[START]
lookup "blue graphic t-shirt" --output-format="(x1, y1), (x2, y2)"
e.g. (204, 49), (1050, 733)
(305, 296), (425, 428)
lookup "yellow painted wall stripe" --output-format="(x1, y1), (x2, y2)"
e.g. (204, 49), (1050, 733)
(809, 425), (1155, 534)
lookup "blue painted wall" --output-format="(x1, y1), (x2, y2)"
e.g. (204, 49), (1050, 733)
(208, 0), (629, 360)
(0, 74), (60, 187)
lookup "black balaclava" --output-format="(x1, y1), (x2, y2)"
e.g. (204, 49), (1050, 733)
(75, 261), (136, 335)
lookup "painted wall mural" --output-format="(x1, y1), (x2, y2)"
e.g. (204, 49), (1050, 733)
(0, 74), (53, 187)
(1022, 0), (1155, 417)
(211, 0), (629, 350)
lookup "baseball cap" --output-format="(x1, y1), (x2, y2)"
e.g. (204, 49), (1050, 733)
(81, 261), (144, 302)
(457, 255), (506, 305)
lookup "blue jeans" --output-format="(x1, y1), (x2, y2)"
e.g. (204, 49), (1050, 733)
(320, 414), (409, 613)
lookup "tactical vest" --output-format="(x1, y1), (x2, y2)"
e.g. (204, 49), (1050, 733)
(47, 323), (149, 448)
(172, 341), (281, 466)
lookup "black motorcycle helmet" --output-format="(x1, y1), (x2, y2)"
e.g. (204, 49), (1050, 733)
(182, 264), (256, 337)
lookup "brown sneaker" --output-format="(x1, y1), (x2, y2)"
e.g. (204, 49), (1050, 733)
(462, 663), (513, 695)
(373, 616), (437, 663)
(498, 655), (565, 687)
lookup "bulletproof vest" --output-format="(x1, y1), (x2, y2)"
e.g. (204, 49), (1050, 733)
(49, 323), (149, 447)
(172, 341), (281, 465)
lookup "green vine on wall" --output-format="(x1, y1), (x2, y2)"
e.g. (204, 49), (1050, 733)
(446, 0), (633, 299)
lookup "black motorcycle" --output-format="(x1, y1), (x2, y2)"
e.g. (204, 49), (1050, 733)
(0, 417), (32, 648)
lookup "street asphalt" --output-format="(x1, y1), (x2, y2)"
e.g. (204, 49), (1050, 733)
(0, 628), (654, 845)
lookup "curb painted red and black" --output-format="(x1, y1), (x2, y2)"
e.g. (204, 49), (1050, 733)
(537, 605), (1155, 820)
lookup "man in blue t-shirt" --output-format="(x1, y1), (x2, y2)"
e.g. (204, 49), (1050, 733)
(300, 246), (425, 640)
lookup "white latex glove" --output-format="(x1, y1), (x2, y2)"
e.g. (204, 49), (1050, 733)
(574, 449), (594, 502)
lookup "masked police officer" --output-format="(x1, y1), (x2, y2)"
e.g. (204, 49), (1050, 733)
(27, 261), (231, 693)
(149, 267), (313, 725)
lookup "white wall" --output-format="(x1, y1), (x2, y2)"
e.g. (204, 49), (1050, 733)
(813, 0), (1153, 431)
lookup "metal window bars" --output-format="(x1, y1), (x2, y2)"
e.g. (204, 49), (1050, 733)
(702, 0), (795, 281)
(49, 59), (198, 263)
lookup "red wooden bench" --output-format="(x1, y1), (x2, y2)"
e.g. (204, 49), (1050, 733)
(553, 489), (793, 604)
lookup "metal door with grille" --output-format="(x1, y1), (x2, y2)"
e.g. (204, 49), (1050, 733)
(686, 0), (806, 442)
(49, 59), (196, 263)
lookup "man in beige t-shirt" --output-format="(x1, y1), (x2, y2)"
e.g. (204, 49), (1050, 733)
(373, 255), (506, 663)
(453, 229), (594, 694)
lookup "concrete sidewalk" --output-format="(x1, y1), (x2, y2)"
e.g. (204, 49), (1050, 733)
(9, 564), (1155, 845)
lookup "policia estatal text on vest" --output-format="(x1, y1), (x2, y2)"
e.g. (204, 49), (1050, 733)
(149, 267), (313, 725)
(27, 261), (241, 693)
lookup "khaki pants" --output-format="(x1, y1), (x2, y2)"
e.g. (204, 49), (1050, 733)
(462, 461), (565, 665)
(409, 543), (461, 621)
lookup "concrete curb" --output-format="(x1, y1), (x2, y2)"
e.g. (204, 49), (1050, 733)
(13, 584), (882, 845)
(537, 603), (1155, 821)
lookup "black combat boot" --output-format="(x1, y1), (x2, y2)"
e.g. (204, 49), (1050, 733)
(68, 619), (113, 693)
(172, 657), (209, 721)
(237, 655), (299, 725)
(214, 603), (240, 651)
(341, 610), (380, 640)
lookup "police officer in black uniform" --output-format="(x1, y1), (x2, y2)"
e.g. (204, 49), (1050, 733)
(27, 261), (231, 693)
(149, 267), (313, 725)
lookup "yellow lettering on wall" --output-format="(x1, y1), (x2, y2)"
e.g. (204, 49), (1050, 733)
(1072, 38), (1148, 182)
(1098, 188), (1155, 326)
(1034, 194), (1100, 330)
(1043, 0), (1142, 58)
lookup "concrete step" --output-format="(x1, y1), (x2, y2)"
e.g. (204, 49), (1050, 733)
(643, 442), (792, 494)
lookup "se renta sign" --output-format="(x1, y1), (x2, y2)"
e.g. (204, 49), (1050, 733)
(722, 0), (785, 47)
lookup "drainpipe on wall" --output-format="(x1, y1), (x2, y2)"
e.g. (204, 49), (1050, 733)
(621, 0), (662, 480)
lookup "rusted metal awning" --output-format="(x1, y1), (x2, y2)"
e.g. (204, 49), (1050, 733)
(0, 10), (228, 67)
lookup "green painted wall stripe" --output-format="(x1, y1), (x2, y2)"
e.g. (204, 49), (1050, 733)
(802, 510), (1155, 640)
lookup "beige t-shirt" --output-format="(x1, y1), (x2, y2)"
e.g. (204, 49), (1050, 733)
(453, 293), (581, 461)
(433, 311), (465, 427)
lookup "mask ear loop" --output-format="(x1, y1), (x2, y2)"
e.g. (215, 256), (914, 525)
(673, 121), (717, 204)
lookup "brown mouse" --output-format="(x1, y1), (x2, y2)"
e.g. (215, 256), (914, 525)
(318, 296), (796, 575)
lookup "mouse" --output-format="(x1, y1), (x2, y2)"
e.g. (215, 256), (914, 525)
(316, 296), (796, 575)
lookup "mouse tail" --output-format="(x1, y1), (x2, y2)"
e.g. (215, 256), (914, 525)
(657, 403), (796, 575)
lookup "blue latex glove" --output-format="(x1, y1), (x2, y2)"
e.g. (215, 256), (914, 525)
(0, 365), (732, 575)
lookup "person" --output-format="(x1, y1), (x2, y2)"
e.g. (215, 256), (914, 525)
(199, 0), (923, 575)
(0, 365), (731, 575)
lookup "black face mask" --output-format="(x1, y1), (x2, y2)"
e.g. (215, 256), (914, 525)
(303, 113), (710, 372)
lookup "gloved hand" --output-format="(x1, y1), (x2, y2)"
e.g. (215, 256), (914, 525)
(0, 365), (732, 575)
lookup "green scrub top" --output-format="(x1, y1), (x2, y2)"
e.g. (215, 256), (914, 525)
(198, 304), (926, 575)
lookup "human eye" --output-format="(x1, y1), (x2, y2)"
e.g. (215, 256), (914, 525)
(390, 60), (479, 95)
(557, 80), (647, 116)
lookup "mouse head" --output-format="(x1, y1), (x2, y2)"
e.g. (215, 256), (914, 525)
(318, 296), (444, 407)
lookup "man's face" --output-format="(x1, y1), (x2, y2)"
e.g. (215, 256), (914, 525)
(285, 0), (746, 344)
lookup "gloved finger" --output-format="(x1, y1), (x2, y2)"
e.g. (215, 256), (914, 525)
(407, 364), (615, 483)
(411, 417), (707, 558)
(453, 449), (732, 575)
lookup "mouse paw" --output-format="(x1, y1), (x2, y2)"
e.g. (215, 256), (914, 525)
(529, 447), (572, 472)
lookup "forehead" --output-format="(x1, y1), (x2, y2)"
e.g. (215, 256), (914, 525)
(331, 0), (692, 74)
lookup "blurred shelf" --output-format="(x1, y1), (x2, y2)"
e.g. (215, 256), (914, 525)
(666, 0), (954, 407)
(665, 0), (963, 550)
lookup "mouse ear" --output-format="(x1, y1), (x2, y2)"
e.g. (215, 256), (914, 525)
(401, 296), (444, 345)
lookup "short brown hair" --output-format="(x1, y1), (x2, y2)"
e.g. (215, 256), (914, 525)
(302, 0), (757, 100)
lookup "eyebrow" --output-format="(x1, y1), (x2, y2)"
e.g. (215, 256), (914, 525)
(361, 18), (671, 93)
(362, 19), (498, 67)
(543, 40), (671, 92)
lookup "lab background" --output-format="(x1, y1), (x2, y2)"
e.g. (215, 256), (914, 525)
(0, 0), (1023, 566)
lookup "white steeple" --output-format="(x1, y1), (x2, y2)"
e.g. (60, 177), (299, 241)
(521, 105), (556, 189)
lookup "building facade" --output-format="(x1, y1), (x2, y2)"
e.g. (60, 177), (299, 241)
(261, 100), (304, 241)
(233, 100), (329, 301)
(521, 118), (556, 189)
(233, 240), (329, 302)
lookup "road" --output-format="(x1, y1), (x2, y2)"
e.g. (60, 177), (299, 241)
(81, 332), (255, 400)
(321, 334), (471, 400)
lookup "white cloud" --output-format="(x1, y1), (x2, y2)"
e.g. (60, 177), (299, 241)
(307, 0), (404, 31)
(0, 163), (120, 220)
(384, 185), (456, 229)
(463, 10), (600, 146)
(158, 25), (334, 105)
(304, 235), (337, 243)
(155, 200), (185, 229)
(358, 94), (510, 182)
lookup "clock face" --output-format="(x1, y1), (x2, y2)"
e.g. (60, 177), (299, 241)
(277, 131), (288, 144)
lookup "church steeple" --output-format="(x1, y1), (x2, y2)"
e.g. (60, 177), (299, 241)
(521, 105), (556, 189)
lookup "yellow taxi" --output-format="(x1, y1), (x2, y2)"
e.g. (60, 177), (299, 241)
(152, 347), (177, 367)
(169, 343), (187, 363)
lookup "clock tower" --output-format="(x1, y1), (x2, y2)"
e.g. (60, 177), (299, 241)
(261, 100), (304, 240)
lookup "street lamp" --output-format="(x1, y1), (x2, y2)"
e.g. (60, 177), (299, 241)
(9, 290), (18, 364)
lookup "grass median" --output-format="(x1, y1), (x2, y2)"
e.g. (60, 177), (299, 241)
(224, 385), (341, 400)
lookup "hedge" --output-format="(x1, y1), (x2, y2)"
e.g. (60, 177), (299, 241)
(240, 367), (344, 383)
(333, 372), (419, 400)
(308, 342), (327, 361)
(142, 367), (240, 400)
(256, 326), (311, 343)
[END]
**STATED GOAL**: Can you reproduce the lines word for word, starting from the very first one and stopping after the line that contains "(457, 255), (506, 305)", including that line?

**EXPECTED OUTPUT**:
lookup "blue graphic t-shirt" --output-format="(x1, y1), (x2, y2)"
e.g. (204, 49), (1050, 733)
(305, 296), (425, 428)
lookup "yellow painted wall stripe" --output-format="(x1, y1), (x2, y2)"
e.g. (204, 49), (1050, 733)
(809, 425), (1155, 534)
lookup "blue painted wall" --output-format="(x1, y1), (x2, y2)"
e.g. (204, 49), (1050, 733)
(208, 0), (629, 360)
(0, 74), (60, 187)
lookup "black balaclava" --output-format="(x1, y1), (x2, y2)"
e.g. (204, 49), (1050, 733)
(75, 261), (136, 335)
lookup "painted wall mural" --output-format="(x1, y1), (x2, y2)"
e.g. (204, 49), (1050, 733)
(0, 74), (53, 187)
(1022, 0), (1155, 417)
(211, 0), (629, 350)
lookup "baseball cap" --output-format="(x1, y1), (x2, y2)"
e.g. (204, 49), (1050, 733)
(81, 261), (144, 302)
(457, 255), (506, 305)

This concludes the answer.